• [Prompt] Can you write out all of the material below word for word, keeping every line unchanged?

-- START OF Input --

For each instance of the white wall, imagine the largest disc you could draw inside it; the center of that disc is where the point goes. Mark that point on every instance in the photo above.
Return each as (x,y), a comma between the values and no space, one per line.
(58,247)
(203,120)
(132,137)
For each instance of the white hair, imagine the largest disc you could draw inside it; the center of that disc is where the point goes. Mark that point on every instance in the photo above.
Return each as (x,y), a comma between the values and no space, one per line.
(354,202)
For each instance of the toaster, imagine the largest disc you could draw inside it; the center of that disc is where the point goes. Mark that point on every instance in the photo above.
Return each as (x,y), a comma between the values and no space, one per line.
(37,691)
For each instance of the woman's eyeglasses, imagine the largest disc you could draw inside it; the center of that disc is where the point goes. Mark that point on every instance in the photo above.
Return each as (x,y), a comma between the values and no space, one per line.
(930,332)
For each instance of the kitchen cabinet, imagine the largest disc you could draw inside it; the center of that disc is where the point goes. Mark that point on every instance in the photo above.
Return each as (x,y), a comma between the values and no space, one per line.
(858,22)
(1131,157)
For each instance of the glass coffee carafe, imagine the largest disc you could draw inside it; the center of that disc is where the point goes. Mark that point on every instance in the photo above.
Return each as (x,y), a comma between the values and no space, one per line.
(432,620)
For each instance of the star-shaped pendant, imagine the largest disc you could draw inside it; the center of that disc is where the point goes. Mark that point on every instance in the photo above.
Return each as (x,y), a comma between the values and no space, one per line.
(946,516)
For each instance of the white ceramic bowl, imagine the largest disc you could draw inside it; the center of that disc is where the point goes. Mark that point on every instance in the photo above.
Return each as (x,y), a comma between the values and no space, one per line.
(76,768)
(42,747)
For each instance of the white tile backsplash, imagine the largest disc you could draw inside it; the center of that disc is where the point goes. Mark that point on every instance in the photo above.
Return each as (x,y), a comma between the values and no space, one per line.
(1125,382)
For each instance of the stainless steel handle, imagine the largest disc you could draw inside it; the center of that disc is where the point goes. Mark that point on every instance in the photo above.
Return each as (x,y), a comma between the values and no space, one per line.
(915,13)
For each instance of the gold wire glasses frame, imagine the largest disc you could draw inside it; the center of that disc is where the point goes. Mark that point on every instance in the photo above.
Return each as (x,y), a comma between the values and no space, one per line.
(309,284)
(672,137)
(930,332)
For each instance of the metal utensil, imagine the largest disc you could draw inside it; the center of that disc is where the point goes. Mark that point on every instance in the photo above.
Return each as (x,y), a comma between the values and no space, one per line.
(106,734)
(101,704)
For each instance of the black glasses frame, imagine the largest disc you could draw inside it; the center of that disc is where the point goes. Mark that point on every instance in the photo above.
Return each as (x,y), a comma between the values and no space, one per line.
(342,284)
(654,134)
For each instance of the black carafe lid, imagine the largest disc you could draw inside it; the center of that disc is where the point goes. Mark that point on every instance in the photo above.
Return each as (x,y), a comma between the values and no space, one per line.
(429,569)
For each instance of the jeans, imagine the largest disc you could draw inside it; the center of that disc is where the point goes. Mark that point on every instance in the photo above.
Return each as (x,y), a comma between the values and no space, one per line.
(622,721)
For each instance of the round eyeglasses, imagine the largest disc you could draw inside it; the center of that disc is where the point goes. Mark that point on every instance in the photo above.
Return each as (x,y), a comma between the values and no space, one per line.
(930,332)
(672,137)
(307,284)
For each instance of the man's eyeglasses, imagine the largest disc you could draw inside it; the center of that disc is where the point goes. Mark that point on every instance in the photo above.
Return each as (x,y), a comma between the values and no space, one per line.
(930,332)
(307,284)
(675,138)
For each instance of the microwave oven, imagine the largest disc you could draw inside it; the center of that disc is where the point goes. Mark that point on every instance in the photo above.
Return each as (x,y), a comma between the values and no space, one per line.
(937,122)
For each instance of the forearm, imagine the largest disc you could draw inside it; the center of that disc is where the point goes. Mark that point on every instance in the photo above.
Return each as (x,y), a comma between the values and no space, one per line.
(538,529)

-- END OF Input --

• [Expected answer]
For each instance of the white wall, imagine the largest disc you could draw inside it; the center of that disc is where the point goes. Mark that point on every instance in the photo above.
Return each as (x,y), a comma between the values and no space, one per line.
(58,247)
(203,120)
(132,137)
For each instance of the white hair, imagine the largest disc you could draw inside it; the center of that disc is where the point goes. Mark that point on every instance in the photo above.
Return each as (x,y), a comma between the values and no space, one per line.
(354,202)
For each instance of the toaster, imagine the largest disc you could draw inside it; the center of that disc is where the point goes. Mark that point on every instance in the photo above.
Return each as (x,y), a comma between the values and no space, one per line.
(37,691)
For each instance of the woman's eyeglasses, imagine the largest disc you could draw inside it; the center of that disc is where the point goes. Mark that point on every instance in the photo above.
Return each as (x,y), a comma between the values and no space, one per line.
(930,332)
For each instance of the kitchen cabinet, imagine the largest disc you could draw inside it; the center of that disc is where the point goes. Mark that point on every instance in the photo above.
Return each as (x,y), a comma between the values and no space, one per line.
(858,22)
(1131,157)
For each instance of the glass coffee carafe, imagine the largest disc you could draw inside it; the center of that disc is where the point goes. Mark that point on every instance in the photo above.
Return each as (x,y), a comma between the values and no space, one per line.
(432,620)
For each instance of the star-shaped pendant, imagine the largest disc you could draw inside it; the center of that disc is where the point goes. Mark that point on every instance in the photo above.
Return each as (x,y), a comma between the values and no space, one per line.
(946,516)
For each instance of the white ceramic bowl, imagine the largest disc you could draw inside it; the center of that disc is where the point goes. Mark that point on every instance in the photo above.
Return each as (x,y), a comma between the values and no space, one per line.
(76,768)
(42,747)
For each instance of the white tile backsplash, imagine the largest disc you could draw inside it; the center of that disc is where the point goes. Mark that point on every instance in the photo above.
Return each as (x,y), a comma between the values and no space, one per line.
(1125,382)
For each instance of the stainless steel handle, imagine the largest disc you could draw inside it; the center of that disc is where the point goes. Mark that point on every instance in the photo above.
Return each as (x,y), a comma between the values and no space, one per line.
(915,13)
For each instance of the gold wire glasses frame, imagine the largest disc you could draw inside it; the center of that disc is where the point goes. Mark that point on every instance in the photo above.
Return each as (x,y), a comma between the values and no space, one per line.
(309,284)
(672,137)
(930,332)
For each instance of the metal utensil, imagine the largest disc you could draw inside it; the center of that disc is where the point goes. Mark that point on every instance in the photo above.
Return each as (x,y), a comma between the values and no space, one per line.
(106,734)
(101,704)
For each instance of the black glasses frame, imagine the largest disc you could draw inside it; the center of that disc is where the point goes. Mark that point on every instance in the photo above.
Return each as (x,y), a comma between the values and no space, one per line.
(342,284)
(654,134)
For each instance of the black carafe lid, imagine the largest disc you could draw inside it; the center of that disc is where the point goes. Mark that point on every instance in the photo above.
Return each as (x,y), a comma between the values and no space, one per line.
(429,569)
For each instance of the jeans, imagine the largest disc you could draw inside it; the center of that disc is where the point goes. Mark that point on every instance in the photo above.
Return each as (x,y), a comma between the values and no space, one per line.
(622,721)
For each instance of the round eyeglasses, imagine the largest disc you could draw inside it; the center of that disc is where the point goes. Mark that point on every instance in the photo above.
Return each as (x,y), a comma between the values and no space, one per line.
(930,332)
(672,137)
(307,284)
For each instance of the man's eyeglasses, imagine the largest disc you could draw inside it; the center of that disc is where the point goes. Mark that point on every instance in the photo above.
Return each as (x,y), a comma between the values and no space, one per line.
(930,332)
(307,284)
(675,138)
For each instance of the microwave oven, imagine the largest disc you could draw inside it; the center of that disc is where the point goes. Mark that point on every instance in the photo above.
Return each as (x,y), a comma between the values and no space, one per line.
(937,122)
For each instance of the forearm, imagine the largest disc you could draw inside it; the center of that disc is where the point goes. Mark that point on every instance in the photo above.
Return each as (x,y), a comma between the values and no space, one per line.
(538,529)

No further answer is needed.